::: Kutipan bacaan
Sekitar US$1 miliar per bulan. Jadi, ini jumlah uang yang luar biasa besar. Dan tolong dicamkan, ini meliputi transaksi orang mendeposit, transfer, dan menarik uang, serta membayar barang dan jasa, membeli pulsa, dan sebagainya.
Itu berapa persen dari total populasi Kenya?
Kenya memiliki 40 juta penduduk. Tapi, jika Anda tidak memasukkan anak-anak dan orang yang sudah sangat tua, barangkali ada sekitar 25-30 persen penduduk Kenya menggunakan M-Pesa secara reguler.
Dalam percakapan sehari-hari, bahkan M-Pesa sekarang sudah menjadi pengganti kata kerja untuk tindakan mengirim uang seperti halnya Fed-ex atau Xerox. Jadi, M-Pesa sudah menjadi bagian dari aktivitas sehari-hari dalam kehidupan masyarakat Kenya—mengirimkan uang kepada orangtua di kampung terpencil, mengirimkan uang saku kepada anak di kota lain, atau bahkan membayar segelas bir di bar, termasuk saat menyumbang dana kolekte di gereja. Ini hampir seperti kartu debit di telepon seluler Anda.
::::::
::: Bagian data
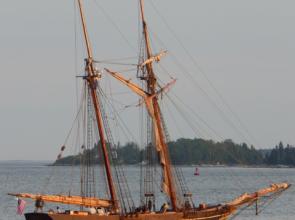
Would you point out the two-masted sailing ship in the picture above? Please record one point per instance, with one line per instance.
(119, 204)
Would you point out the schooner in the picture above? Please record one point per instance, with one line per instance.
(173, 184)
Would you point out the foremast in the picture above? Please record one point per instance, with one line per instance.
(151, 85)
(91, 77)
(150, 98)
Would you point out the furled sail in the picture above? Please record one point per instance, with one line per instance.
(72, 200)
(148, 100)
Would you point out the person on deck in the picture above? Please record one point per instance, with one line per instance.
(39, 204)
(164, 207)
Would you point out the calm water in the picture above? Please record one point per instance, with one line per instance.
(213, 185)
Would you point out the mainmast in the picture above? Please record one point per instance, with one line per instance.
(151, 84)
(92, 76)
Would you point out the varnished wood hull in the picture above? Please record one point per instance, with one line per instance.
(207, 214)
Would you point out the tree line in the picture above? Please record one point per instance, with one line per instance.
(186, 151)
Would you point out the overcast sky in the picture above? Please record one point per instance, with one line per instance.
(245, 48)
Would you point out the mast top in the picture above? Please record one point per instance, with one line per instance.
(86, 37)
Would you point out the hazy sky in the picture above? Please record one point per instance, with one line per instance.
(246, 49)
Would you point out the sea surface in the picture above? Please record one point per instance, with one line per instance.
(214, 185)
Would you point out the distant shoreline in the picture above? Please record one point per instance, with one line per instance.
(198, 165)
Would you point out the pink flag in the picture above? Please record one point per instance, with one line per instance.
(21, 204)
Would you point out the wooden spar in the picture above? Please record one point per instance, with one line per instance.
(151, 84)
(71, 200)
(91, 78)
(249, 198)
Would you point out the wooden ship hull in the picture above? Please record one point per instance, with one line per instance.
(219, 212)
(173, 184)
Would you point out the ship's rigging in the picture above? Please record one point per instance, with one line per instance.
(119, 201)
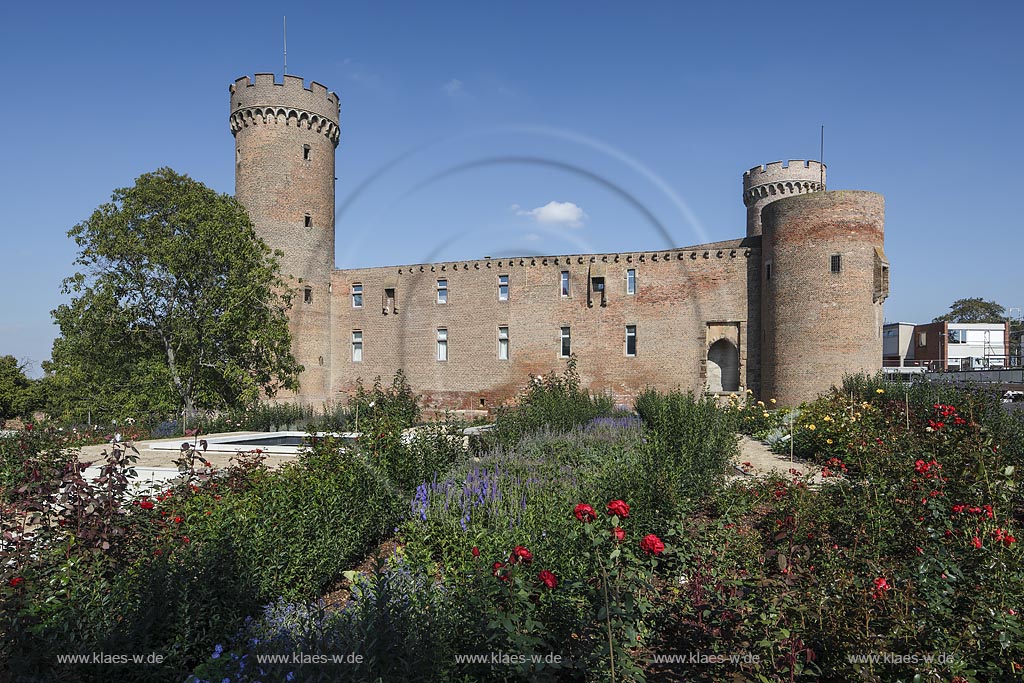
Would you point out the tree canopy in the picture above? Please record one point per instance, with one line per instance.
(973, 310)
(178, 305)
(18, 393)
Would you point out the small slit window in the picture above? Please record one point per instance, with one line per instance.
(442, 343)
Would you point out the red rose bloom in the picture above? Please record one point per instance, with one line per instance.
(585, 513)
(619, 508)
(548, 579)
(520, 553)
(651, 545)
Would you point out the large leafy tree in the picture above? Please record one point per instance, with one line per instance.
(178, 305)
(18, 393)
(973, 310)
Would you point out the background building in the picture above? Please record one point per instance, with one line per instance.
(785, 310)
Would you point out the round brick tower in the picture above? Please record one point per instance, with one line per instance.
(764, 184)
(285, 139)
(823, 279)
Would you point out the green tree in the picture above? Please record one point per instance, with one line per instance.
(179, 305)
(18, 393)
(973, 310)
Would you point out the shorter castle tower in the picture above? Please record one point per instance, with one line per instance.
(285, 139)
(764, 184)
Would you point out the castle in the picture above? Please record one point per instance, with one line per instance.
(784, 311)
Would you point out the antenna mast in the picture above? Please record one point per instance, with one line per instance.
(821, 159)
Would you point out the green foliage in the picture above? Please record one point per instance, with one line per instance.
(973, 310)
(691, 444)
(554, 402)
(19, 396)
(176, 307)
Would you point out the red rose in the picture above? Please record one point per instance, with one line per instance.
(619, 508)
(520, 553)
(548, 579)
(651, 545)
(585, 513)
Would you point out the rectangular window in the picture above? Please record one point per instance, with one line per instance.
(503, 343)
(356, 345)
(631, 340)
(442, 343)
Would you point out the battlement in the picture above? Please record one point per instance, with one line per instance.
(795, 169)
(292, 93)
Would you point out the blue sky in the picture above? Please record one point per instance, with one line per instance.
(668, 101)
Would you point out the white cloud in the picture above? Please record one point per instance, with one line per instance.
(454, 87)
(560, 213)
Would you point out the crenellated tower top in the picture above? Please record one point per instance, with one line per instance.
(290, 102)
(764, 184)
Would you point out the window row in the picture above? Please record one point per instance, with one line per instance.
(596, 288)
(504, 340)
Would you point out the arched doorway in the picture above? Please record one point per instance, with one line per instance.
(723, 367)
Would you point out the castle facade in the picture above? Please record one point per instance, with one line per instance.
(785, 310)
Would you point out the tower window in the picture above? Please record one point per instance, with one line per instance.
(356, 345)
(631, 340)
(503, 343)
(442, 343)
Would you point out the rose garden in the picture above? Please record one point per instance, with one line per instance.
(570, 542)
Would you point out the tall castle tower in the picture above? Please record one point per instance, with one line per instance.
(285, 139)
(764, 184)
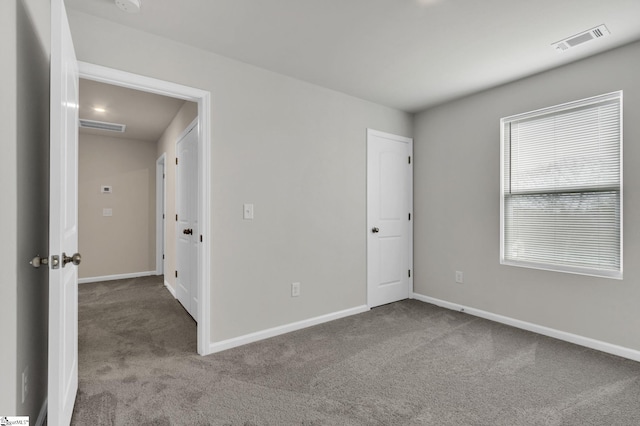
::::::
* _Tugas wajib 1_
Ringkaslah kutipan tentang M-Pesa ini dalam dua kalimat.
* _Tugas wajib 2_
Jawablah pertanyaan berikut berdasarkan kutipan tentang M-Pesa.
(a) Berapa kira-kira jumlah uang yang bertransaksi lewat M-Pesa setiap bulan?
(b) Berapa jumlah penduduk Kenya?
(c) Dengan merek apa saja penggunaan M-Pesa sebagai kata kerja untuk mengirim uang disamakan?
Baris-baris data tersebut tidak dipakai di sini.

* _Jawaban benar 1_
Transaksi M-Pesa mencapai sekitar US$1 miliar per bulan, termasuk deposit, transfer, penarikan uang, serta pembayaran barang dan jasa, dan sekitar 25-30 persen penduduk Kenya menggunakannya secara reguler. M-Pesa sudah menjadi bagian dari kehidupan sehari-hari masyarakat Kenya, bahkan menjadi pengganti kata kerja untuk mengirim uang, dan hampir seperti kartu debit di telepon seluler.

* _Jawaban benar 2_
(a) Sekitar US$1 miliar per bulan.
(b) 40 juta penduduk.
(c) Fed-ex dan Xerox.